Aim of the exercise » The pictures are to be left out, and all remaining data is to be transcribed exactly as it appears.

(Dataset records)
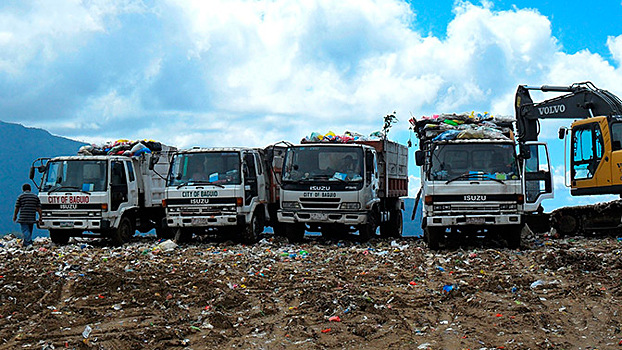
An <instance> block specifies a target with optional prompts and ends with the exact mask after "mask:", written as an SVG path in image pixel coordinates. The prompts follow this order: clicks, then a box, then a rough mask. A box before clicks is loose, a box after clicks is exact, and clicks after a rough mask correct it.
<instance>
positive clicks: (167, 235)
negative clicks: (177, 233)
mask: <svg viewBox="0 0 622 350" xmlns="http://www.w3.org/2000/svg"><path fill="white" fill-rule="evenodd" d="M156 237H158V239H171V238H173V237H175V231H173V229H172V228H170V227H157V228H156Z"/></svg>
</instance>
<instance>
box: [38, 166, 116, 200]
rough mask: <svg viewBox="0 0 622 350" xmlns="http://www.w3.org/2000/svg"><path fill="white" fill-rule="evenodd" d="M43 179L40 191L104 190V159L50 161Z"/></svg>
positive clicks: (90, 190)
mask: <svg viewBox="0 0 622 350" xmlns="http://www.w3.org/2000/svg"><path fill="white" fill-rule="evenodd" d="M43 179H44V180H43V187H42V188H41V190H42V191H54V190H67V191H88V192H92V191H105V190H106V161H105V160H62V161H50V162H49V163H48V166H47V170H46V173H45V175H44V176H43Z"/></svg>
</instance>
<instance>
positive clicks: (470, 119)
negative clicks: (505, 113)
mask: <svg viewBox="0 0 622 350" xmlns="http://www.w3.org/2000/svg"><path fill="white" fill-rule="evenodd" d="M409 122H410V124H411V125H412V128H413V130H414V131H415V133H417V136H418V137H419V138H420V139H421V140H424V141H429V140H432V141H444V140H454V139H500V140H511V139H513V138H514V135H513V132H514V127H513V124H512V123H513V122H514V118H512V117H508V116H493V115H492V114H489V113H488V112H485V113H484V114H480V113H475V112H471V113H463V114H440V115H438V114H434V115H432V116H423V117H421V118H420V119H416V118H415V117H413V118H411V119H410V120H409Z"/></svg>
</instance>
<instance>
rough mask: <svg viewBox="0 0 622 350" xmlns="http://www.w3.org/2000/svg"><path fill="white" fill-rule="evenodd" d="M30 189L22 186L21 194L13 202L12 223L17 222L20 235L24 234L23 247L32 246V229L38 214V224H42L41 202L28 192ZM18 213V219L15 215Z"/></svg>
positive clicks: (26, 184) (25, 184) (31, 192)
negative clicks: (20, 233)
mask: <svg viewBox="0 0 622 350" xmlns="http://www.w3.org/2000/svg"><path fill="white" fill-rule="evenodd" d="M30 190H31V187H30V185H29V184H24V185H23V186H22V191H24V192H23V193H22V194H20V195H19V197H17V201H15V213H13V221H17V222H18V223H19V224H20V226H21V228H22V233H23V234H24V247H28V246H30V245H32V229H33V226H34V224H35V222H37V215H36V213H39V223H41V222H42V217H43V215H42V213H41V201H39V197H38V196H37V195H36V194H34V193H32V192H30ZM18 213H19V219H18V216H17V214H18Z"/></svg>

Reply »
An <instance> block specifies a target with optional prompts and ends with the exact mask after "mask:", written as an SVG path in image pixel coordinates. The prompts follow this order: clicks, then a box, then a rough mask. A box before clicks is loose, a box after clicks is exact, and clicks after a rough mask correct it.
<instance>
positive clicks: (167, 235)
negative clicks: (177, 233)
mask: <svg viewBox="0 0 622 350" xmlns="http://www.w3.org/2000/svg"><path fill="white" fill-rule="evenodd" d="M156 237H158V239H171V238H173V237H175V231H173V229H172V228H170V227H157V228H156Z"/></svg>
</instance>
<instance>
box: [38, 166, 116, 200]
rough mask: <svg viewBox="0 0 622 350" xmlns="http://www.w3.org/2000/svg"><path fill="white" fill-rule="evenodd" d="M43 179L40 191L104 190V159L50 161Z"/></svg>
positive clicks: (90, 190)
mask: <svg viewBox="0 0 622 350" xmlns="http://www.w3.org/2000/svg"><path fill="white" fill-rule="evenodd" d="M43 179H44V180H43V187H42V188H41V190H42V191H54V190H67V191H88V192H92V191H105V190H106V161H105V160H62V161H50V162H49V163H48V166H47V170H46V173H45V175H44V176H43Z"/></svg>
</instance>
<instance>
positive clicks: (470, 119)
negative clicks: (505, 113)
mask: <svg viewBox="0 0 622 350" xmlns="http://www.w3.org/2000/svg"><path fill="white" fill-rule="evenodd" d="M409 122H410V124H411V125H412V128H413V130H414V131H415V133H417V136H418V137H419V138H420V139H421V140H424V141H429V140H432V141H444V140H454V139H500V140H511V139H513V138H514V135H513V132H514V127H513V124H512V123H513V122H514V118H512V117H508V116H493V115H492V114H489V113H488V112H485V113H484V114H480V113H475V112H471V113H463V114H440V115H438V114H434V115H432V116H423V117H421V118H420V119H416V118H415V117H413V118H411V119H410V120H409Z"/></svg>
</instance>
<instance>
rough mask: <svg viewBox="0 0 622 350" xmlns="http://www.w3.org/2000/svg"><path fill="white" fill-rule="evenodd" d="M30 189L22 186L21 194L13 202L12 223L17 222L20 235L24 234L23 247L32 246V229L38 214V224H42L41 202L28 192ZM18 213V219L15 215Z"/></svg>
positive clicks: (26, 184) (25, 184) (31, 192)
negative clicks: (20, 233)
mask: <svg viewBox="0 0 622 350" xmlns="http://www.w3.org/2000/svg"><path fill="white" fill-rule="evenodd" d="M30 190H31V187H30V185H29V184H24V185H23V186H22V191H24V192H23V193H22V194H20V195H19V197H17V201H15V213H13V221H17V222H18V223H19V224H20V226H21V228H22V233H23V234H24V247H28V246H30V245H32V229H33V226H34V224H35V222H37V215H36V213H39V223H41V222H42V217H43V215H42V213H41V201H39V197H38V196H37V195H36V194H34V193H32V192H30ZM18 213H19V219H18V216H17V214H18Z"/></svg>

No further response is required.